▸ Problem description
Reproduce exactly the line that includes "Annotation task: mark the rippled" and all lines after it, ending with the last line of the data.

▸ Collection entries
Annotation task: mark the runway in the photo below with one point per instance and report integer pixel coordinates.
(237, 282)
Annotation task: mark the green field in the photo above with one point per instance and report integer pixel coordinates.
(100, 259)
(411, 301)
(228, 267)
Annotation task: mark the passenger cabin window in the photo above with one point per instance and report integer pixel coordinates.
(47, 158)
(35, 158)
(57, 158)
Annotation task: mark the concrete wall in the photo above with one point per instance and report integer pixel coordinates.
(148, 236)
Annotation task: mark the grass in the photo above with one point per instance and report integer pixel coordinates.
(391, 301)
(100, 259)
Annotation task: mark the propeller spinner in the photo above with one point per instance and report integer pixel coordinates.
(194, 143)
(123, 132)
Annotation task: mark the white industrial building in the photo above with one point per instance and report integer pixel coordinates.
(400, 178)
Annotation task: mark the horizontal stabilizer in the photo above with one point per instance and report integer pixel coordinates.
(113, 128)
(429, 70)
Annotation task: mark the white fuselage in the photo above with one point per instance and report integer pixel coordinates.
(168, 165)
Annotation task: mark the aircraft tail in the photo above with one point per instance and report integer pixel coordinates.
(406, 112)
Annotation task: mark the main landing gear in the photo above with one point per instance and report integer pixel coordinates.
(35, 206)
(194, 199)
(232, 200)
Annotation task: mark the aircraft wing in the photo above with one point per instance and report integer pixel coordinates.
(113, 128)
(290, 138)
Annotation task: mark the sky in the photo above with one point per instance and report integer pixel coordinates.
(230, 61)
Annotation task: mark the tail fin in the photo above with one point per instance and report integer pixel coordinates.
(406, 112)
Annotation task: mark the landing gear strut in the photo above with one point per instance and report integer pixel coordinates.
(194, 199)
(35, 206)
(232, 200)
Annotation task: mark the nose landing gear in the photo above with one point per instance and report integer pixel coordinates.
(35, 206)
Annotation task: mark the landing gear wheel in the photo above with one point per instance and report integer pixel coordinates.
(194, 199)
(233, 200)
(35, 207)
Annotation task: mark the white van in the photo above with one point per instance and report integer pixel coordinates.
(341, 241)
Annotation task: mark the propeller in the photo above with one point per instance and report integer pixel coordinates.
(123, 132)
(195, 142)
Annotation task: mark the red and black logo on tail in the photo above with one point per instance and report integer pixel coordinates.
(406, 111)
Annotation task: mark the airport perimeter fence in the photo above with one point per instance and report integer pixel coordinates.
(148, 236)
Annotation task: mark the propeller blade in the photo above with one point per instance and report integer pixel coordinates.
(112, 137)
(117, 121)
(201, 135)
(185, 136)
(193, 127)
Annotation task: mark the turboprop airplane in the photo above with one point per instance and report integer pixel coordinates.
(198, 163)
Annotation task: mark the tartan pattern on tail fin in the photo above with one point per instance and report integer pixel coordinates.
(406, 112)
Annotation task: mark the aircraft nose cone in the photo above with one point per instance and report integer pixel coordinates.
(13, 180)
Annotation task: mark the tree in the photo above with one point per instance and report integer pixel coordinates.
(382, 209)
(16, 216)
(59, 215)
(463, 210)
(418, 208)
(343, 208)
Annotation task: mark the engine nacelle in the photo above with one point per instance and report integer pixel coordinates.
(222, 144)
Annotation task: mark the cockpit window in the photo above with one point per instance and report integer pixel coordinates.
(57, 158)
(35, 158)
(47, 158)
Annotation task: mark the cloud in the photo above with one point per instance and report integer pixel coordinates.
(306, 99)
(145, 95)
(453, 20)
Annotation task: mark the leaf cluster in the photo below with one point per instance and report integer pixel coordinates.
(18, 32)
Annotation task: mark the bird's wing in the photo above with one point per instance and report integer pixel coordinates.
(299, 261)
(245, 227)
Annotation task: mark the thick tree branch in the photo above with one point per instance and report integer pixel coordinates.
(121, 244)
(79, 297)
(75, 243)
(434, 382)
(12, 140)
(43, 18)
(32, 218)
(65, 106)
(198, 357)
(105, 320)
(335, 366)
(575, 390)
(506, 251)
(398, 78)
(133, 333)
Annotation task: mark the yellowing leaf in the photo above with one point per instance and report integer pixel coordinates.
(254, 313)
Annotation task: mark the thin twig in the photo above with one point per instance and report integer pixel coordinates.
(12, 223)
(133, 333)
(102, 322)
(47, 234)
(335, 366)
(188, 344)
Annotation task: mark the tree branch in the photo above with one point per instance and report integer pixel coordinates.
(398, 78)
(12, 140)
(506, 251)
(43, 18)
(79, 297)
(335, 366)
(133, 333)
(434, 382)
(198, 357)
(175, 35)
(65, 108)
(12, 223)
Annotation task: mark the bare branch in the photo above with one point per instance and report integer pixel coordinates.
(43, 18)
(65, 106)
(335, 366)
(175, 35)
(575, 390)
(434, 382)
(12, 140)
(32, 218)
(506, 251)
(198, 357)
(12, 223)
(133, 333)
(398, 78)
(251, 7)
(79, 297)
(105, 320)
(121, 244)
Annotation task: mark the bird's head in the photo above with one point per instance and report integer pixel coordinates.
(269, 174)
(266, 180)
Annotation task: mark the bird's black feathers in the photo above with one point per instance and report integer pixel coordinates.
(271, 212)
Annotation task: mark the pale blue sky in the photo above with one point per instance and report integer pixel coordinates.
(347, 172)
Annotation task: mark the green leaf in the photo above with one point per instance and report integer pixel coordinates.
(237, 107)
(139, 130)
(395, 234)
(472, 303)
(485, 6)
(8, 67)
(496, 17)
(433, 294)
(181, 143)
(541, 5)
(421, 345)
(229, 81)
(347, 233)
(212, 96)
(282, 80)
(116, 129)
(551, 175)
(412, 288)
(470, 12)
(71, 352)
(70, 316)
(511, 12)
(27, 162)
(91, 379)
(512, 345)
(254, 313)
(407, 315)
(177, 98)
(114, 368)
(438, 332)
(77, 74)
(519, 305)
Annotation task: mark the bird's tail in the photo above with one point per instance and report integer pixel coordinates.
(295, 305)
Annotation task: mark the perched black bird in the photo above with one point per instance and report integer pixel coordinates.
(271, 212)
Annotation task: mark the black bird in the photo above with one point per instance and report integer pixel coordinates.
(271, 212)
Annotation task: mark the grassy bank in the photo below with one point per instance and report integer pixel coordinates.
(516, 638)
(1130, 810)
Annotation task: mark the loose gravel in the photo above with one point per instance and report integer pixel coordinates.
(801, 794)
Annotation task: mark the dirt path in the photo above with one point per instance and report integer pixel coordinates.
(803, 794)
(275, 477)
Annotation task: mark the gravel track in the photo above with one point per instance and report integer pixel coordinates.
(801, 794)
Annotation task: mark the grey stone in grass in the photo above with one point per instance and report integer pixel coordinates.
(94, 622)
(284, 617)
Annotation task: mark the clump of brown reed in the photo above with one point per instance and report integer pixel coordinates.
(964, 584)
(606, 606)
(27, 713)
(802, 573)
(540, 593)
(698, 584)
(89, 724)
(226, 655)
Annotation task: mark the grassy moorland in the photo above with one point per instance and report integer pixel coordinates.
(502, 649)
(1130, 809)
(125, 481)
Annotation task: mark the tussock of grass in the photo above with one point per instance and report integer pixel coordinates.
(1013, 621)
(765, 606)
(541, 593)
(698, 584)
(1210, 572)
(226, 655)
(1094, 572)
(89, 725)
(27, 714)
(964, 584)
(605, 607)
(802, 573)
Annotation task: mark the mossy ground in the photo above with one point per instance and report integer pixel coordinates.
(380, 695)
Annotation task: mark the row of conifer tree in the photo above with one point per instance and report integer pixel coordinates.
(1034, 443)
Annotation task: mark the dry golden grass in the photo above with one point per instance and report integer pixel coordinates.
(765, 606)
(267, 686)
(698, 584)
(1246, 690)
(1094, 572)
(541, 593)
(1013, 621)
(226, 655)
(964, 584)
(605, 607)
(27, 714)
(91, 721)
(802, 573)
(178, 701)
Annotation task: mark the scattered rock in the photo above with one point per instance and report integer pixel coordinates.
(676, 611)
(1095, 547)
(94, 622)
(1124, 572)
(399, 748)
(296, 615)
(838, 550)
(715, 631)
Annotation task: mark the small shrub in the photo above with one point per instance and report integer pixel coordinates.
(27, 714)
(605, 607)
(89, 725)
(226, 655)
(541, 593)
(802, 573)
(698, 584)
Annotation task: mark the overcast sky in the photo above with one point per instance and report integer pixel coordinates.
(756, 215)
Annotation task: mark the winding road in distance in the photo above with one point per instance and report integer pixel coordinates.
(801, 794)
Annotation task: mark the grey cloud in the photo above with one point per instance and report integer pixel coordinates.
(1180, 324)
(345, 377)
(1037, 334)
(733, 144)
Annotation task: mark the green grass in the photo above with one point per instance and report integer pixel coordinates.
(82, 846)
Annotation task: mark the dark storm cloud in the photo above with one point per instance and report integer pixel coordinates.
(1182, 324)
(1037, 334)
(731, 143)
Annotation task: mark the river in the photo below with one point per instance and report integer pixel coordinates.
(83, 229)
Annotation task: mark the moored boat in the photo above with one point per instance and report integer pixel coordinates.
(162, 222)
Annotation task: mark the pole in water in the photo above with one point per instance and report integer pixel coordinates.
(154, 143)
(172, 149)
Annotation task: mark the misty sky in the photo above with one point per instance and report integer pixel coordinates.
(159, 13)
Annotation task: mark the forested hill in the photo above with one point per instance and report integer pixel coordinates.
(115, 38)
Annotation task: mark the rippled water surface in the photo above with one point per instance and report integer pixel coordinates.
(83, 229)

▸ Written response
Annotation task: mark the rippled water surface in the photo above with one point per instance and report integer pixel coordinates.
(83, 229)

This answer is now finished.